* Work to complete
In the SWMM runoff method article, what does the nonlinear reservoir method treat a subcatchment as?
## start Selected excerpt
SWMM Nonlinear Reservoir Runoff Method and Its Application in XPSWMM and InfoWorks ICM

SWMM Nonlinear Reservoir Runoff Method and Its Application in XPSWMM and InfoWorks ICM

Unit hydrograph transform method for precipitation-runoff process is widely used by many H&H modeling tools, but EPA SWMM has its own method known as nonlinear reservoir runoff method which treats a subcatchment as a shallow reservoir and its runoff flow is a nonlinear function of the water depth of the reservoir by solving continuity equations (Figure 1). Since its introduction decades ago, SWMM nonlinear reservoir runoff method has been adopted by other H&H modeling tools such as XPSWMM and InfoWorks ICM.

Figure 1

Nonlinear reservoir runoff method can be mathematically described by continuity and Manning’s equations in Figure 2, where d, q, and then Q=q x A can be solved at each time step with given i, e, and f. Parameters required to carry out nonlinear reservoir runoff method include drainage area A, overland flow Manning’s n, depression storage ds, width W, and subcatchment slope S which should be measured along the overland flow path.
## end Selected excerpt
## start Data provided
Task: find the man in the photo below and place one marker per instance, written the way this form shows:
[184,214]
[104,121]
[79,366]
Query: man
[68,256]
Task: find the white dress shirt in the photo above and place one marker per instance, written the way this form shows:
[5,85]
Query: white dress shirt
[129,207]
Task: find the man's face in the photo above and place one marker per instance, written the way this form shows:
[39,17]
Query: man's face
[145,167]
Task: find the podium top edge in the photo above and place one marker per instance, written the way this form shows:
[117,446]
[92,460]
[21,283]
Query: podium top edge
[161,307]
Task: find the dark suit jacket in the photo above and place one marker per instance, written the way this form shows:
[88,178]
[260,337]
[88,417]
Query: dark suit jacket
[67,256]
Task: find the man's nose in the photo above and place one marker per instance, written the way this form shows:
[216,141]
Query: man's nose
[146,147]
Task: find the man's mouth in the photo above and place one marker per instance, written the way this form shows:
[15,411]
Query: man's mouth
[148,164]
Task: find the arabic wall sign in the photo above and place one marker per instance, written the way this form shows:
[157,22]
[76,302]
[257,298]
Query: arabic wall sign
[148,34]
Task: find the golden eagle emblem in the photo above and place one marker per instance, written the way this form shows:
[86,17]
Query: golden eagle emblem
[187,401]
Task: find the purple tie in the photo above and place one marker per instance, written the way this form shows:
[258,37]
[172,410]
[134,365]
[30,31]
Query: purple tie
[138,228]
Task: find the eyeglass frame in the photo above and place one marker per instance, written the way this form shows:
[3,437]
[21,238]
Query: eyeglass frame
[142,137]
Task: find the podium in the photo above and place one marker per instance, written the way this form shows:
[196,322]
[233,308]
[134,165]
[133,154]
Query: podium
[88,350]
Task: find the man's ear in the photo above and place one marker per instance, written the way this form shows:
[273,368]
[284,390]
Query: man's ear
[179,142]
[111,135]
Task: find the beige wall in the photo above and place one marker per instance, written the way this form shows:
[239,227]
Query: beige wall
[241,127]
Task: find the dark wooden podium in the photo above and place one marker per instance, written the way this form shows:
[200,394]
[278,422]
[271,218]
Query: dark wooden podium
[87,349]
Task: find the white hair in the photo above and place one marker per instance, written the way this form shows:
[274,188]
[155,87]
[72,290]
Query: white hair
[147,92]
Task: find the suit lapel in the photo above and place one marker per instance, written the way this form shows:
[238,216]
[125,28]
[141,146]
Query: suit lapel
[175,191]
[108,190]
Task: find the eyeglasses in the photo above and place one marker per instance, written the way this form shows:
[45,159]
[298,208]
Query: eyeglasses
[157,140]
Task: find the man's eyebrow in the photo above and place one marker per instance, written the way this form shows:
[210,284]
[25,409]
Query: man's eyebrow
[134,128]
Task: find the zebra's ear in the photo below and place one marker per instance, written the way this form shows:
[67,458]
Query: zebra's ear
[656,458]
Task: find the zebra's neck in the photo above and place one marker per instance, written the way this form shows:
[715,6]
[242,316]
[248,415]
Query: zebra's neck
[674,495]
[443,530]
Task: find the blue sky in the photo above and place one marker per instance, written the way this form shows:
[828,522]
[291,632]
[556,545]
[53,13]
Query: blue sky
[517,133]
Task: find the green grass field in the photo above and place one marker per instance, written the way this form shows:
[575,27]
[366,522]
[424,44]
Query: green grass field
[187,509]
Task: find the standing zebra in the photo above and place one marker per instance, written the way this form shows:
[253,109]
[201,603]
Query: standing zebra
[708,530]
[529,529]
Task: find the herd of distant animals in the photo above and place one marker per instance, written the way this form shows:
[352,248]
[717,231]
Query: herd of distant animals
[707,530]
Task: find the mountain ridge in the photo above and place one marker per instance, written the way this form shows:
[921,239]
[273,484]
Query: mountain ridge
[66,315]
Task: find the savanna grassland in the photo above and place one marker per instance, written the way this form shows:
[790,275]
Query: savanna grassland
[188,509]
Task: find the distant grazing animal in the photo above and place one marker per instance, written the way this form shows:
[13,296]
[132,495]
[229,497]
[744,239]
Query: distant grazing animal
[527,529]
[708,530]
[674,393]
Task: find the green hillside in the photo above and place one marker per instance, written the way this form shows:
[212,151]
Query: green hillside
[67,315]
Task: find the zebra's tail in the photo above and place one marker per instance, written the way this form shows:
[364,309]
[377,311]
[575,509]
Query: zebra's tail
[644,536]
## end Data provided
* Full solution
A shallow reservoir whose runoff flow is a nonlinear function of the reservoir's water depth.